Records excerpted from a collection
##############################
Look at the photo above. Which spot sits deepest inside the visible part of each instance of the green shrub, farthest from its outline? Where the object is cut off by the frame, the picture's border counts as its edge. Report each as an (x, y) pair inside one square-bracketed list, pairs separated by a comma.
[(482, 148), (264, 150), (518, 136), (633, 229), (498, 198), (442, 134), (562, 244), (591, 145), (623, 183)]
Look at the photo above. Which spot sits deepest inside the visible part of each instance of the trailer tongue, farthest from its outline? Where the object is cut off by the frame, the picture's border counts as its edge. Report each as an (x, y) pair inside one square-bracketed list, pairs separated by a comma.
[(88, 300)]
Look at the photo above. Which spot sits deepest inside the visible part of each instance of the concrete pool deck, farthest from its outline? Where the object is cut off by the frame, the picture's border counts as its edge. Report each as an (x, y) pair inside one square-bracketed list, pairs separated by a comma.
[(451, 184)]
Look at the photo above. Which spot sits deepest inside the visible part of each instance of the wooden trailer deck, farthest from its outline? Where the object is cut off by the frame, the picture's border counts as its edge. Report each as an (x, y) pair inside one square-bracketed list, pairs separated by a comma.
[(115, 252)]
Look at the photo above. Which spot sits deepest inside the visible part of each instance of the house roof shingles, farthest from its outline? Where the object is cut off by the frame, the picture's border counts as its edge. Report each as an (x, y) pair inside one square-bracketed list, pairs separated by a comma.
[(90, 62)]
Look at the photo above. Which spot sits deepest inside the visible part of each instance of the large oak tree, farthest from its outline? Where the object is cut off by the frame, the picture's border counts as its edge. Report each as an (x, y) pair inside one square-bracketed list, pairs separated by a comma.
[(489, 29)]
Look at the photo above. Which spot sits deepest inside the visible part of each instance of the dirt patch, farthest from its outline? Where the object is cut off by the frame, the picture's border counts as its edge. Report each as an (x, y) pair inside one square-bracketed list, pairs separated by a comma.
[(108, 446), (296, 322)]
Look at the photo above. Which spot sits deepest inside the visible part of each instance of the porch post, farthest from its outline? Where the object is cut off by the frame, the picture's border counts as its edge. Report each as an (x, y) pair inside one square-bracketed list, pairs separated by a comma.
##############################
◆ Problem to work on
So that no detail is lost, give every line of the data again exactly.

◆ Solution for this task
Look at the photo above. Which spot sits deepest inside the visible part of each instance of the green shrub, farthest from its outline? Where the object is cut off by the frame, the picture's border counts as its edge. Report each as an (x, y) pair inside one square-bracketed list, pairs separated by a comma.
[(482, 148), (264, 150), (518, 136), (633, 229), (498, 198), (442, 134), (562, 244), (591, 145), (623, 183)]
Look at the photo above. Which spot sits deepest inside the visible part of each instance of the trailer tongue, farthest from its outline? Where the object is cut off by the frame, the picture's border counts as its edge. Report each as an (x, y) pair inside one square-bracketed list, pairs separated by a comma.
[(88, 300)]
Look at the photo above. Which spot sits deepest inside the visible part of each instance of the concrete pool deck, farthest from its outline? Where the object is cut off by the frame, the picture's border counts as its edge. Report each as an (x, y) pair inside one square-bracketed list, pairs separated by a comma.
[(451, 184)]
Look at the photo above. Which spot sits deepest inside the visible part of each instance of the wooden trailer deck, farthest from its outline? Where the object is cut off by the frame, the picture's border counts as its edge. Report each as an (x, y) pair inside one square-bracketed list, pairs separated by a comma.
[(115, 252)]
Look at the photo above. Which spot sits deepest inside the visible part of each instance of the house roof shingles, farthest from its outline? Where the object is cut off by the frame, the picture's border counts as its edge. Report each as an (x, y) pair inside one square-bracketed list, pairs separated by a comma.
[(90, 62)]
Look at the photo above. Which spot sits deepest inside the visible part of each instance of the large oak tree, farthest from its outline? Where the object is cut off by the frame, the picture's border counts as its edge. Report each as an (x, y) pair inside one square-bracketed list, pairs separated by a comma.
[(489, 29)]
Look at the photo above. Which spot sits deepest inside the visible part of each instance of the dirt patch, farthest from its outline? Where the object is cut off by the frame, the picture's border counts as its edge. Report each as an (x, y) pair inside one square-bracketed list, pairs separated by a comma.
[(108, 446), (296, 322)]
Look at the photo above. Which spot sits deepest inside the visible part of each instance of the porch post, farthest from its outline? Where the object is cut off by the frame, the picture's border counts as its edge. Report each as an (x, y) pair inside one square-bracketed list, pairs separated by a comma.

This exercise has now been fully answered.